*** RAW DATA
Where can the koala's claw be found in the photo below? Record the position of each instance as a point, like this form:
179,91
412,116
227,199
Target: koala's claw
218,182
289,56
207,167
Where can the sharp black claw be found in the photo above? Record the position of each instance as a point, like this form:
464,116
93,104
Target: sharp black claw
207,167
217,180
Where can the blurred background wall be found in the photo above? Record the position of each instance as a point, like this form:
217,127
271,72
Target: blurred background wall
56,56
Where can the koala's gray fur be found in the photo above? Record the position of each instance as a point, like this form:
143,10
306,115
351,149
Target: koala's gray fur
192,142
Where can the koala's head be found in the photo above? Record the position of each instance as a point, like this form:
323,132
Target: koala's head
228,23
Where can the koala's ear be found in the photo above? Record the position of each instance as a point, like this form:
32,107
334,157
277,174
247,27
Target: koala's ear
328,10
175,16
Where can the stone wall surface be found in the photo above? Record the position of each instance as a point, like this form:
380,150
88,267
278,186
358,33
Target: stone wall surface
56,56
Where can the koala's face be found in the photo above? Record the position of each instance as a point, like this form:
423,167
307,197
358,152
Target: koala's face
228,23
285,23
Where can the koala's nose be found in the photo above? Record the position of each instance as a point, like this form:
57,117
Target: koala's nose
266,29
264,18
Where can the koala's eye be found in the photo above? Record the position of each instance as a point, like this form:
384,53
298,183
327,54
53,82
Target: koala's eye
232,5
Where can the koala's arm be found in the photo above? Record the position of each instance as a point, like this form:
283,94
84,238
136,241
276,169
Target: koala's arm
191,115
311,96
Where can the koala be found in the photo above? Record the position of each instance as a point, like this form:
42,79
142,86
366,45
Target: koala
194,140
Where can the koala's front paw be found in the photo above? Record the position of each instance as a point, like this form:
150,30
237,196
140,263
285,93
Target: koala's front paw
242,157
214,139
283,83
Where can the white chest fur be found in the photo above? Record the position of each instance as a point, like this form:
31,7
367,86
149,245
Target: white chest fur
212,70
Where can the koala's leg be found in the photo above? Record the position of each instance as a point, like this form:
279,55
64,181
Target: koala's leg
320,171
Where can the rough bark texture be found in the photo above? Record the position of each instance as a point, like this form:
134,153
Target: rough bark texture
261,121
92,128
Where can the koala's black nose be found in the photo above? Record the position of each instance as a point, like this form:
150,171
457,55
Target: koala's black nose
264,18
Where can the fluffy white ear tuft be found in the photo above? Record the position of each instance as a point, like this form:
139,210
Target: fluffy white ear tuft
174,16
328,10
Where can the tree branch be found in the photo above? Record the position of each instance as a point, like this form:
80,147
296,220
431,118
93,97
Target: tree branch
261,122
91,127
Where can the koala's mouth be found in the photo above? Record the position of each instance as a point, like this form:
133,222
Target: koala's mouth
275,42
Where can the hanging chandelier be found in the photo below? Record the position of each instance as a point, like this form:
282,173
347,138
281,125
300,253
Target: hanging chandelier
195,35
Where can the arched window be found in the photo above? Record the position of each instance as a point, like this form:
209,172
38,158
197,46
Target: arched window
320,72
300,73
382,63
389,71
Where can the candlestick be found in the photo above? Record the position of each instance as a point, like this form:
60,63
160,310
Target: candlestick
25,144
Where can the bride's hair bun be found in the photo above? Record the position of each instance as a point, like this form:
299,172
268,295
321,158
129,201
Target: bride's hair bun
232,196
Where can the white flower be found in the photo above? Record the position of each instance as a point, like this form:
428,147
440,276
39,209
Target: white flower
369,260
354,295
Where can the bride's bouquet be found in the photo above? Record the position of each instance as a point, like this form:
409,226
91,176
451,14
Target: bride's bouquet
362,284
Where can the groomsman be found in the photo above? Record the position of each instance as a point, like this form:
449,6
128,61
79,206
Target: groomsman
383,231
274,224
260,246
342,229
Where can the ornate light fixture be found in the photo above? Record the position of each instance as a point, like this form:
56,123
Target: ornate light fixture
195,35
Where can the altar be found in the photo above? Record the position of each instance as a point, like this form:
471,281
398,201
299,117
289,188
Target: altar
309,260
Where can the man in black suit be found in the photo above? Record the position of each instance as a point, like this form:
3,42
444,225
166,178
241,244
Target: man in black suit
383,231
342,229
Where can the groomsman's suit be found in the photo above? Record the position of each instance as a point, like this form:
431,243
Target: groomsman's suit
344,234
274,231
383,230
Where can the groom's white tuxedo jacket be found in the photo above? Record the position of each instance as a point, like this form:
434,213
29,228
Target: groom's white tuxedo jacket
******
• _YOUR TASK_: Retype each record exactly, leaving nothing out.

• _FINAL ANSWER_:
Where can the koala's claw be found in the photo below? Record the position of each instance as a point, like this form:
179,91
412,116
227,199
Target: koala's claw
218,182
289,56
207,167
Where can the sharp black claw be found in the photo above? Record the position of each instance as a point, like this form:
464,116
93,104
Target: sharp black claw
207,167
217,180
Where can the blurred background wall be found in the photo above? Record the position of each instance as a point, like this form:
217,127
271,72
Target: blurred background wall
56,56
Where can the koala's gray fur be found in the photo above? Record the position of each instance as a point, like this form:
143,10
306,115
351,149
Target: koala's gray fur
192,142
Where can the koala's head be found in the photo above? Record the position of each instance as a point, like this form:
323,132
Target: koala's head
228,23
Where can the koala's ear be found in the photo above? Record the position of each instance as a point, like this form:
32,107
334,157
277,174
247,27
Target: koala's ear
328,10
175,16
Where can the stone wall surface be found in the photo above? Record the position of each instance as a point, like this form:
380,150
88,267
278,186
358,33
Target: stone wall surface
56,56
Where can the koala's face be found in the photo above? Record the position of each instance as a point, like this form:
423,167
307,197
358,152
Target: koala's face
228,23
285,23
Where can the koala's nose be found in the photo above? Record the position of each instance as a point, like this form:
57,117
Target: koala's nose
266,29
264,18
Where can the koala's eye be found in the photo above? Record the position of each instance as a point, like this form:
384,53
298,183
327,54
53,82
Target: koala's eye
232,5
Where can the koala's arm be found in the photo above? Record the position of each instance as a point, like this form:
283,94
84,238
136,241
276,169
Target: koala's arm
191,115
311,96
Where can the koala be found in the photo above? Record the position of each instance as a point, like this form:
42,79
142,86
366,45
Target: koala
194,140
Where can the koala's front paw be found in the photo above? Record the position of each instance as a point, like this form:
150,30
237,196
140,263
285,93
Target: koala's front paw
242,157
214,139
283,83
Where can the white chest fur be found in the photo above? Record the position of each instance as a point, like this form:
31,7
367,86
149,245
Target: white chest fur
212,70
Where can the koala's leg be found in the photo above? Record the position of each instance as a point, like this form:
279,55
64,181
Target: koala's leg
320,171
Where can the rough bark texture be found in the photo above? Record the position of each instance as a point, like this form:
134,153
Target: rough bark texture
261,121
92,128
Where can the koala's black nose be found in the photo above? Record the position of each instance as a point, like this form:
150,171
457,55
Target: koala's black nose
264,18
Where can the fluffy white ear tuft be found in the photo above? Record the position of each instance as a point, like this form:
139,210
Target: fluffy white ear tuft
174,16
328,10
Where can the tree branch be found in the photo above? Record the position of each instance as a point, like this form:
80,147
296,220
431,118
93,97
Target: tree branch
261,122
91,127
Where can the koala's mouth be found in the photo above? Record the position of each instance as a point, like this form:
133,222
Target: koala's mouth
275,42
Where can the hanging chandelier be found in the photo below? Record the position of each instance as a point, like this form:
282,173
347,138
281,125
300,253
Target: hanging chandelier
195,35
Where can the arched window be found in the photo above? Record the position of each instance as a point, like this form:
209,172
38,158
197,46
Target: arched window
320,72
300,73
382,63
389,71
Where can the candlestick be found in the photo above? Record the position of each instance as a point, like this form:
60,63
160,310
Target: candlestick
25,144
Where can the bride's hair bun be found in the photo above? Record the position of each instance as a point, like this form:
299,172
268,295
321,158
129,201
Target: bride's hair bun
232,196
Where can the white flower be found in the photo above? Record the position of each instance as a point, like this form:
428,147
440,276
39,209
Target: white flower
369,260
354,295
Where can the bride's bouquet be found in the photo above? Record the position of each instance as a point, like this form:
409,226
91,176
451,14
Target: bride's bouquet
362,284
Where can the groomsman be found in the photo above? Record the position of each instance as a point, like this form:
449,6
128,61
79,206
Target: groomsman
383,231
274,224
260,246
342,229
Where can the ornate light fixture be found in the photo above? Record the position of each instance as a point, like this form:
56,123
Target: ornate light fixture
195,35
Where can the altar be found in the photo above? Record the position of each instance as a point, like this form:
471,281
398,201
299,117
289,188
Target: altar
309,260
Where can the man in black suit be found in the photo above? Record the position of each instance as a point, like this form:
3,42
444,225
166,178
241,244
Target: man in black suit
383,231
342,229
Where can the groomsman's suit be found in the photo above? Record the position of each instance as a point, like this form:
431,243
Target: groomsman's suit
344,234
274,231
383,230
Where can the groom's white tuxedo jacket be found in the photo above? Record the position of each instance as a point, like this form:
434,213
29,228
Target: groom's white tuxedo jacket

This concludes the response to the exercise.